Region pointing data

[Start of section]

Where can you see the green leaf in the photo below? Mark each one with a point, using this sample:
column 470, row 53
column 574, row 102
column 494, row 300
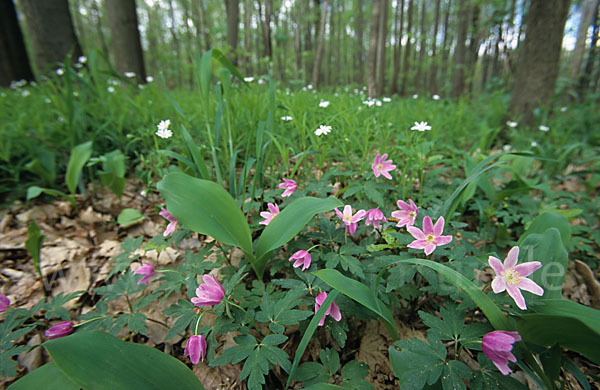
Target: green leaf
column 129, row 217
column 361, row 294
column 205, row 207
column 97, row 360
column 79, row 156
column 33, row 244
column 47, row 377
column 287, row 224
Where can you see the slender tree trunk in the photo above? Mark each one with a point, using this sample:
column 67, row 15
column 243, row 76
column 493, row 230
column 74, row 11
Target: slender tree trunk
column 319, row 54
column 406, row 66
column 51, row 32
column 458, row 79
column 14, row 62
column 398, row 25
column 433, row 73
column 538, row 60
column 372, row 64
column 125, row 38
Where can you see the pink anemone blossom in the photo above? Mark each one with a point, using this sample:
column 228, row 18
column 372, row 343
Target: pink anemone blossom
column 512, row 277
column 430, row 237
column 333, row 310
column 381, row 166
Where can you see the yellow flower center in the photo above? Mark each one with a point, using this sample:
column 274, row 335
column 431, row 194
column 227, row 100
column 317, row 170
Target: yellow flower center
column 511, row 277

[End of section]

*Exercise description*
Where in the records does the string "each" appear? Copy every line that has it.

*Result of this exercise*
Where can you see the green leaf in the photo below? Mark each one with a point, using this sample:
Where can you see the slender tree trunk in the photo above? Mark each one with a point, using this sample:
Where can you see the pink anemone blossom in the photo above? Mark each one with a point, using this sample:
Where can you see the yellow flower center in the photo above? Mark each one with a point, using this sample:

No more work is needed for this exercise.